▶ **EXCERPTED TEXT**
What does he do then? Does he sit down upon the promise, and say: "God has pledged Himself to put an end to the captivity in seventy years, and the time has expired, and there is no need of doing anything"? Oh, no.
He says: "And I set my face unto the Lord God, to seek by prayer and supplications, with fasting, and sackcloth, and ashes" (v. 3). He set himself at once to pray that the thing might be accomplished. He prayed in faith. But what was he to believe? What he had learned from the prophecy. There are many prophecies yet unfulfilled, in the Bible, which Christians are bound to understand, as far as they are capable of understanding them, and then make them the basis of believing prayer. Do not think, as some seem to do, that because a thing is foretold in prophecy it is not necessary to pray for it, or that it will come whether Christians pray for it or not. God says, in regard to this very class of events, which are revealed in prophecy: "I will yet for this be inquired of by the house of Israel, to do it for them" (Ezekiel 36:37).
4. When the signs of the times, or the providence of God, indicate that a particular blessing is about to be bestowed, we are bound to believe it. The Lord Jesus Christ blamed the Jews, and called them hypocrites, because they did not understand the indications of Providence. They could understand the signs of the weather, and see when it was about to rain, and when it would be fair weather; but they could not see, from the signs of the times, that the time had come for the Messiah to appear, and build up the house of God. There are many professors of religion who are always stumbling and hanging back whenever anything is proposed to be done.

▶ **RECORD EXTRACTS**
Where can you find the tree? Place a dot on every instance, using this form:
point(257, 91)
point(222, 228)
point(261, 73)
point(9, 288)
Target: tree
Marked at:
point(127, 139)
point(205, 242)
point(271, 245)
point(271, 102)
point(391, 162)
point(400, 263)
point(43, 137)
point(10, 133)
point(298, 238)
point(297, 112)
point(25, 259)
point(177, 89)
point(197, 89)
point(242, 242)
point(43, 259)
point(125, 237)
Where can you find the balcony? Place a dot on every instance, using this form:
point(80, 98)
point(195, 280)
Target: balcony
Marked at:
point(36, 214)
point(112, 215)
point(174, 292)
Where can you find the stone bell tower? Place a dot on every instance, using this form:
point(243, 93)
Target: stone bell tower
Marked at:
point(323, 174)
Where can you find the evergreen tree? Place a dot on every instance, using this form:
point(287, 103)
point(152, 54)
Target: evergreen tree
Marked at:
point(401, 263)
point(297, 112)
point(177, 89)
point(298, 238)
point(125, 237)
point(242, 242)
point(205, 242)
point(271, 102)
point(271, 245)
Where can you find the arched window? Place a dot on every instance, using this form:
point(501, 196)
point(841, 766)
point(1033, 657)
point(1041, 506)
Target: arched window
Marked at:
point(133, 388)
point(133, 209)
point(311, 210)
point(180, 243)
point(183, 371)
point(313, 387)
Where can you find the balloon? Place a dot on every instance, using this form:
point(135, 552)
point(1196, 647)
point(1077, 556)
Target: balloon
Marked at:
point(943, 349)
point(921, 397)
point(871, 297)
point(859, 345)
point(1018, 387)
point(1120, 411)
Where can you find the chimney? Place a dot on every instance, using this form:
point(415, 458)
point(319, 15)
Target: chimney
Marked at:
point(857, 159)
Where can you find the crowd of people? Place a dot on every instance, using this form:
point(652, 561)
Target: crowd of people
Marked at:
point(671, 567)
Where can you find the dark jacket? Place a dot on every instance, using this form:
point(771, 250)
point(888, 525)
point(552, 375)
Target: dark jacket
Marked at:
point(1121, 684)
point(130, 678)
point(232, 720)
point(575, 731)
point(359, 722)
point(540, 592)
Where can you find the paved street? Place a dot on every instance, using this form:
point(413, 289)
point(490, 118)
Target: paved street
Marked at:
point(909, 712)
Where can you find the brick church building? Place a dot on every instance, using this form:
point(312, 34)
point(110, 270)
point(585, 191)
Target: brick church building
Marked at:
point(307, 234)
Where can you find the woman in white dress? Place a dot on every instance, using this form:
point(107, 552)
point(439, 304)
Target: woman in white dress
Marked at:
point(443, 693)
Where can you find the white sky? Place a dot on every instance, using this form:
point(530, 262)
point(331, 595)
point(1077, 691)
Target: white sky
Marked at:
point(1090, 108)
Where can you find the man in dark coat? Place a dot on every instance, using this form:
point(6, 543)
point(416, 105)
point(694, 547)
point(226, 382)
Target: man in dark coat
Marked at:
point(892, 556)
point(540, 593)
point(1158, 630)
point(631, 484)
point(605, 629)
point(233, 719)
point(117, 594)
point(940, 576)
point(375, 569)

▶ **WHAT NEEDS TO BE DONE**
Copy the passage on prayer and prophecy above in full, word for word.

▶ **OUTPUT OF THE TASK**
What does he do then? Does he sit down upon the promise, and say: "God has pledged Himself to put an end to the captivity in seventy years, and the time has expired, and there is no need of doing anything"? Oh, no.
He says: "And I set my face unto the Lord God, to seek by prayer and supplications, with fasting, and sackcloth, and ashes" (v. 3). He set himself at once to pray that the thing might be accomplished. He prayed in faith. But what was he to believe? What he had learned from the prophecy. There are many prophecies yet unfulfilled, in the Bible, which Christians are bound to understand, as far as they are capable of understanding them, and then make them the basis of believing prayer. Do not think, as some seem to do, that because a thing is foretold in prophecy it is not necessary to pray for it, or that it will come whether Christians pray for it or not. God says, in regard to this very class of events, which are revealed in prophecy: "I will yet for this be inquired of by the house of Israel, to do it for them" (Ezekiel 36:37).
4. When the signs of the times, or the providence of God, indicate that a particular blessing is about to be bestowed, we are bound to believe it. The Lord Jesus Christ blamed the Jews, and called them hypocrites, because they did not understand the indications of Providence. They could understand the signs of the weather, and see when it was about to rain, and when it would be fair weather; but they could not see, from the signs of the times, that the time had come for the Messiah to appear, and build up the house of God. There are many professors of religion who are always stumbling and hanging back whenever anything is proposed to be done.